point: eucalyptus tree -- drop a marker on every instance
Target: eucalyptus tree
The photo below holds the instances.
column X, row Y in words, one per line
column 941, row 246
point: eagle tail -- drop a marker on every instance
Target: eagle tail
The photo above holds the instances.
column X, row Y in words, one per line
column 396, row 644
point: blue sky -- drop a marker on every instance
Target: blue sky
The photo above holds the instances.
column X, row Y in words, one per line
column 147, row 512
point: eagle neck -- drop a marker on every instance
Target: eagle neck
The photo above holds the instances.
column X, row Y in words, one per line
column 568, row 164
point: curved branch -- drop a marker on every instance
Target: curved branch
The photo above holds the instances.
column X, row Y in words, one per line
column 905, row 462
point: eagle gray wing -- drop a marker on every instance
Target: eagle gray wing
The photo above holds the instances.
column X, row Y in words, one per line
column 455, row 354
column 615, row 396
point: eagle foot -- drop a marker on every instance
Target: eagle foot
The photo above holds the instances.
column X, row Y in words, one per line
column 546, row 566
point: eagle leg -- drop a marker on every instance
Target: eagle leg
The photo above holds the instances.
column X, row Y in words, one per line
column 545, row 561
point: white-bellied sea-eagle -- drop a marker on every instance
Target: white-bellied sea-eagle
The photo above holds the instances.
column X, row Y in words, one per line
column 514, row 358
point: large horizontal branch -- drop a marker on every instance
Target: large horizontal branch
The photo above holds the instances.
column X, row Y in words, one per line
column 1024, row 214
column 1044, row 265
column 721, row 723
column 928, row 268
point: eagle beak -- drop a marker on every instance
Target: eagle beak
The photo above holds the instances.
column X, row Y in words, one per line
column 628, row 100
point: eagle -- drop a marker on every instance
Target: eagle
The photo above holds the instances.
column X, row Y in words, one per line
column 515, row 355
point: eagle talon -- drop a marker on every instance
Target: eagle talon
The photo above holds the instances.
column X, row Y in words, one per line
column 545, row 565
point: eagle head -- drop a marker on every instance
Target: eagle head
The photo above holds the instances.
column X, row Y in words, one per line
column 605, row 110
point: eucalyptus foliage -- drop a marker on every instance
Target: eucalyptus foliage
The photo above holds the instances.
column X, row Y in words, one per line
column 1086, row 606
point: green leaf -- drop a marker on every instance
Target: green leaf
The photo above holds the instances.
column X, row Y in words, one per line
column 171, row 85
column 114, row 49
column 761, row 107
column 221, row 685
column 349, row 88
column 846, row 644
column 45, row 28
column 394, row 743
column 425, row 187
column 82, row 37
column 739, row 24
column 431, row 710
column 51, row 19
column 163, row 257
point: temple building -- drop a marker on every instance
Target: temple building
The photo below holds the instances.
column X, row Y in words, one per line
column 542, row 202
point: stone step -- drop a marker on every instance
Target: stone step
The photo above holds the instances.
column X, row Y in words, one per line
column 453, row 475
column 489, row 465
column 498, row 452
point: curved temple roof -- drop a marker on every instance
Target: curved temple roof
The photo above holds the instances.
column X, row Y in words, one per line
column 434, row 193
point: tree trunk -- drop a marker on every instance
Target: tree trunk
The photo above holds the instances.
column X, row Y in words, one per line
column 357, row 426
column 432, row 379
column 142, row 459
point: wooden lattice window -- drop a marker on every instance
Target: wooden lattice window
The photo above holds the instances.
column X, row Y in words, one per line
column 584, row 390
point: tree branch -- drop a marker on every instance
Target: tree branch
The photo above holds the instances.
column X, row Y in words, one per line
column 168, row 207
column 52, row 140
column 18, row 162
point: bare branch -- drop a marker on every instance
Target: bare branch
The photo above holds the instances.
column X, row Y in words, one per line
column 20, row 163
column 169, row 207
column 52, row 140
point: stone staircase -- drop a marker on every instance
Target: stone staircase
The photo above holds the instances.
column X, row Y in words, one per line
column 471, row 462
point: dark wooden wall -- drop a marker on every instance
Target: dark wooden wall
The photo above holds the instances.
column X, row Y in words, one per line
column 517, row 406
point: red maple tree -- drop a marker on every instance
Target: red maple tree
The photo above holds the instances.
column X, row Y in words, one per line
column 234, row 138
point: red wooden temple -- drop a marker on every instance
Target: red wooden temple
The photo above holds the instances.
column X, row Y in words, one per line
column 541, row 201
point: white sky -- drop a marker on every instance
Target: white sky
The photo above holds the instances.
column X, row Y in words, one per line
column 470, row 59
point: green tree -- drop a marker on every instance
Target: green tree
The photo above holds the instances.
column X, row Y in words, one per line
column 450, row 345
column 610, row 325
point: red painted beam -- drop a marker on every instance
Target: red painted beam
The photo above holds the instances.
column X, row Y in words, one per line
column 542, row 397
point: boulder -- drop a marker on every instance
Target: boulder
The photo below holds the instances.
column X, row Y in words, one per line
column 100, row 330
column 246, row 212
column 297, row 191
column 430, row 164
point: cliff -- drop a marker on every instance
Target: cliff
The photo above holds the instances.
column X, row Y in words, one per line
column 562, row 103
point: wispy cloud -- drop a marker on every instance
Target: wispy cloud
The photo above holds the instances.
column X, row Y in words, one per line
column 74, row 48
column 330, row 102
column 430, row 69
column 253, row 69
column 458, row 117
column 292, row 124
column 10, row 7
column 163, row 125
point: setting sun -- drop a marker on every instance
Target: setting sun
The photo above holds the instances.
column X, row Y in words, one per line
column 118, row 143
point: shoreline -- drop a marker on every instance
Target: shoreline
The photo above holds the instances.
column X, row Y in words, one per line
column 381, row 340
★ ★ ★
DIRECTIVE: From the records above, extract every entry exactly as given.

RESPONSE BELOW:
point: eucalyptus tree -- drop a marker on every instance
Target: eucalyptus tree
The photo below holds the instances.
column X, row Y in words, one per line
column 941, row 246
point: eagle tail -- drop a marker on every instance
Target: eagle tail
The photo above holds the instances.
column X, row Y in words, one per line
column 396, row 644
point: blue sky -- drop a marker on every instance
Target: blue sky
The photo above holds the instances.
column X, row Y in words, one per line
column 147, row 512
point: eagle neck -- drop a marker on every instance
Target: eagle neck
The photo above holds the instances.
column X, row Y in words, one per line
column 568, row 164
point: curved branch -- drop a marker on every instance
Target: curved branch
The photo above holds the instances.
column X, row Y in words, one per line
column 905, row 462
point: eagle gray wing -- drop a marker on every instance
Target: eagle gray wing
The photo above holds the instances.
column X, row Y in words, one per line
column 455, row 354
column 615, row 396
point: eagle foot -- drop a marker on every instance
Target: eagle foot
The photo above holds the instances.
column X, row Y in words, one per line
column 546, row 566
point: eagle leg -- drop a marker on every instance
Target: eagle leg
The photo above holds the instances.
column X, row Y in words, one per line
column 545, row 561
point: white-bellied sea-eagle -- drop a marker on every instance
Target: white-bellied sea-eagle
The photo above holds the instances.
column X, row Y in words, one per line
column 514, row 358
point: large horizontal branch -- drop a marker on every instance
Target: large horizontal branch
The photo above holds the instances.
column X, row Y in words, one per line
column 1024, row 214
column 1044, row 265
column 721, row 723
column 928, row 268
point: eagle beak -- drop a marker on every instance
Target: eagle beak
The photo above holds the instances.
column X, row Y in words, one per line
column 628, row 100
point: eagle -- drop a marker on every instance
Target: eagle
The photo above holds the instances.
column X, row Y in words, one per line
column 515, row 355
point: eagle talon -- drop a marker on every instance
Target: eagle talon
The photo above holds the instances.
column X, row Y in words, one per line
column 545, row 565
point: eagle head -- drop a marker on every instance
Target: eagle head
The photo above holds the instances.
column X, row Y in words, one per line
column 605, row 110
point: eucalyptus foliage -- drop a marker on every instance
Target: eucalyptus foliage
The photo above holds the instances.
column X, row Y in words, one per line
column 1086, row 606
point: green leaf -- drop a marker on every instance
Target: green leaf
The photo above holds the instances.
column X, row Y in words, one per line
column 171, row 85
column 114, row 49
column 761, row 107
column 221, row 685
column 349, row 88
column 846, row 644
column 45, row 28
column 394, row 743
column 425, row 187
column 82, row 37
column 739, row 24
column 431, row 710
column 51, row 19
column 163, row 257
point: temple building -- drop a marker on every instance
Target: temple building
The photo below holds the instances.
column X, row Y in words, one per line
column 542, row 202
point: stone step -- drop a marker on every instance
Target: stone step
The photo above holds the instances.
column X, row Y in words, one per line
column 453, row 475
column 489, row 465
column 498, row 452
point: curved temple roof -- drop a marker on every instance
Target: curved temple roof
The photo above holds the instances.
column X, row Y in words, one per line
column 434, row 193
point: tree trunk -- drop a marker on every instance
Target: tree trunk
The photo above holds the instances.
column X, row Y in words, one per line
column 357, row 426
column 432, row 379
column 142, row 459
point: wooden lattice window -- drop a marker on every instance
Target: wooden lattice window
The photo above holds the instances.
column X, row Y in words, one per line
column 584, row 390
point: tree branch -- drop a marker on every instance
Target: tree branch
The photo above holds the instances.
column X, row Y in words, one per line
column 168, row 207
column 52, row 140
column 18, row 162
point: bare branch -- drop a marker on every instance
Target: bare branch
The photo above holds the instances.
column X, row Y in words, one per line
column 20, row 163
column 169, row 207
column 52, row 140
point: stone staircase -- drop a marker on every instance
Target: stone staircase
The photo above holds the instances.
column X, row Y in words, one per line
column 471, row 462
point: dark wooden wall -- drop a marker on every instance
Target: dark wooden wall
The photo above holds the instances.
column X, row Y in words, one per line
column 517, row 406
point: red maple tree -- drop a marker on every instance
Target: red maple tree
The photo above holds the instances.
column X, row Y in words, one per line
column 234, row 138
point: red wooden temple -- drop a marker on every instance
Target: red wooden temple
The photo above holds the instances.
column X, row Y in words, one per line
column 541, row 201
point: white sky -- drop a marker on every instance
Target: white sky
The photo above holds the instances.
column X, row Y in words, one per line
column 470, row 59
point: green tree -- drop a marker on every instance
Target: green tree
The photo above holds the instances.
column X, row Y in words, one per line
column 450, row 345
column 610, row 325
point: red painted beam -- drop a marker on every instance
Target: red painted beam
The photo above holds the instances.
column X, row Y in words, one per line
column 542, row 397
point: boulder -- drop a marker on every instance
Target: boulder
The photo below holds the instances.
column X, row Y in words, one per line
column 100, row 330
column 246, row 212
column 297, row 191
column 430, row 164
point: cliff -- drop a marker on every instance
Target: cliff
The photo above holds the instances.
column X, row Y in words, one per line
column 562, row 103
point: wispy cloud -- drop a marker on every instance
Target: wispy cloud
The photo above holds the instances.
column X, row Y in words, one per line
column 74, row 48
column 330, row 102
column 430, row 69
column 253, row 69
column 458, row 117
column 292, row 124
column 10, row 7
column 163, row 125
point: setting sun -- drop a marker on every instance
Target: setting sun
The photo above holds the instances.
column X, row Y in words, one per line
column 118, row 143
point: shoreline -- drop a marker on every instance
Target: shoreline
The photo above holds the instances.
column X, row Y in words, one per line
column 381, row 340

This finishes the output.